*Your instructions*
Exactly reproduce the lines that follow.

*Provided records*
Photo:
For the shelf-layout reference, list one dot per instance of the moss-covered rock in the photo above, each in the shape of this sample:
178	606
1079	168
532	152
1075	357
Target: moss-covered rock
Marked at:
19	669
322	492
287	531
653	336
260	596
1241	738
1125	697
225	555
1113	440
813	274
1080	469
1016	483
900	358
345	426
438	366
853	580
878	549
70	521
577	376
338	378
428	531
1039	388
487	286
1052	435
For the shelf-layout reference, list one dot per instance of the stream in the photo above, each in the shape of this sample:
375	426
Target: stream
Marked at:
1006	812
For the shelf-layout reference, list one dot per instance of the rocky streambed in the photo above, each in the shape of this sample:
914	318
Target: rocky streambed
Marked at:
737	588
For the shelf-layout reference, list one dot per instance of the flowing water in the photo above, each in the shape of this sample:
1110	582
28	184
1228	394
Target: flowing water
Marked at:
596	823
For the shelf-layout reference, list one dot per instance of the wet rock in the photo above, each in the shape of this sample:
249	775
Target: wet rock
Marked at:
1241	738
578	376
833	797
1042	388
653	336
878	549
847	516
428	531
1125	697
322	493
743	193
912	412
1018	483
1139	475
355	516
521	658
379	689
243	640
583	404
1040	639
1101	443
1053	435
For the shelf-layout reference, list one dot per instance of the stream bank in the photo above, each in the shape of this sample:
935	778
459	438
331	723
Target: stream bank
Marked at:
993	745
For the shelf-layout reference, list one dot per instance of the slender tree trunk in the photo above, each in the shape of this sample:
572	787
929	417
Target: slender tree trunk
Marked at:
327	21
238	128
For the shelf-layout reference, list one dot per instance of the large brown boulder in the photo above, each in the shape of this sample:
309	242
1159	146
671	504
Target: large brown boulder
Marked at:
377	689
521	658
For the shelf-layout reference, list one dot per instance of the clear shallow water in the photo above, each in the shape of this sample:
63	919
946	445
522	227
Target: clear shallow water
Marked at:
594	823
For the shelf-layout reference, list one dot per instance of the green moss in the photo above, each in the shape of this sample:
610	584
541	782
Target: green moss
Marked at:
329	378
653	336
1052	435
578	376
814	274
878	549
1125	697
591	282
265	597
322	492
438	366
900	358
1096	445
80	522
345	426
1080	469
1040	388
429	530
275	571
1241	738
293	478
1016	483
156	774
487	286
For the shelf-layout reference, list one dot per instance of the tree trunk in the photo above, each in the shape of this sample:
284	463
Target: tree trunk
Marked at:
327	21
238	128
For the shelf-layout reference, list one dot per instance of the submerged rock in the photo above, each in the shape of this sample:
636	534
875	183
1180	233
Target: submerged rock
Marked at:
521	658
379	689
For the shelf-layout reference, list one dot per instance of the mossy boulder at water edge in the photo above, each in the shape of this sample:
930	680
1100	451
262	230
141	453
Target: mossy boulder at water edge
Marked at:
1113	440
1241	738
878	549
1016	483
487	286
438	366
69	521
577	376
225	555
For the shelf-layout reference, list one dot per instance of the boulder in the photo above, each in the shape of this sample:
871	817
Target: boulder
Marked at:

*Written answer*
Photo:
For the shelf-layout reference, list one dot per instance of the moss-covered rock in the photo above, each in the shape of this sample:
178	606
1079	168
532	152
1075	357
Target: moss-covered rock
Marked at:
19	669
322	492
287	531
653	336
260	596
1241	738
1125	697
225	555
1113	440
813	274
1080	469
1016	483
900	358
345	426
438	366
853	580
878	549
70	521
577	376
338	378
428	531
1039	388
487	286
1052	435
For the shelf-layout reference, list one dot per instance of the stream in the photo above, each in the shape of this sample:
375	426
Target: stream
Marked at:
1006	812
For the shelf-layout reference, list one dot per instance of the rocky streambed in the photo above, each in the shape of this sample:
914	318
Target: rocky streambed
Marked at:
737	588
For the shelf-layout reference, list one dot per instance of the flowing water in the photo above, each in the shape of this sample:
1110	582
28	184
1228	394
Target: flowing water
Marked at:
596	823
For the shelf-layout reference, list one dot per instance of the wet rock in the photo above, each in the shape of this sample:
249	775
Target: wet rock
Marked at:
1241	738
578	376
833	797
1042	388
653	336
878	549
847	516
428	531
1125	697
322	493
743	193
912	412
1018	483
1139	475
355	516
521	658
379	689
243	640
583	404
1040	639
1101	443
1053	435
For the shelf-layout reference, list one dot per instance of the stream bank in the photo above, each in the shape of this sample:
935	778
459	438
331	723
Target: stream bank
Marked at:
993	745
For the shelf-layout reference, list one dot per instance of the slender tree trunk in the photo above, each in the shape of this sample:
572	787
929	417
Target: slender tree trunk
Marked at:
327	21
238	128
For the shelf-layout reference, list one dot per instance of the large brown boulder in the photo above, each in the shape of this sample:
309	242
1159	146
671	504
Target: large brown boulder
Marked at:
377	689
521	658
For the shelf-layout reference, list one dot per instance of the clear shallow water in the photo above, each in the shape of this sample:
63	919
946	445
522	227
Target: clear shallow water
Marked at:
594	823
For the shelf-layout reference, list one dot per instance of the green moss in the photo above, each in the shape of this sample:
610	584
541	782
Target: green moss
Marked at:
329	378
653	336
1052	435
578	376
814	274
878	549
1125	697
591	282
265	597
322	492
438	366
900	358
1096	445
80	522
345	426
1080	469
1040	388
429	530
275	571
1241	738
293	478
1016	483
156	774
487	286
For the shelf-layout reference, list one dot per instance of the tree trunk in the photo above, each in the shape of this sample:
284	463
Target: tree trunk
Marked at:
327	21
238	128
For the shelf-layout reference, list one dot per instance of the submerged rock in the photo above, each in the shape of this sample:
636	534
875	183
1180	233
Target: submerged rock
Marked at:
521	658
379	689
For the shelf-layout reference, list one dot per instance of the mossy boulder at water edge in the photo above, each in the shape of this sample:
930	680
1100	451
262	230
141	453
Target: mossy boulder at water edge
Marked at:
1113	440
1241	738
878	549
1016	483
487	286
438	366
69	521
577	376
225	555
For the shelf-layout reference, list one dot per instance of the boulder in the photo above, each in the shape of this sample:
871	817
Target: boulder
Marked at:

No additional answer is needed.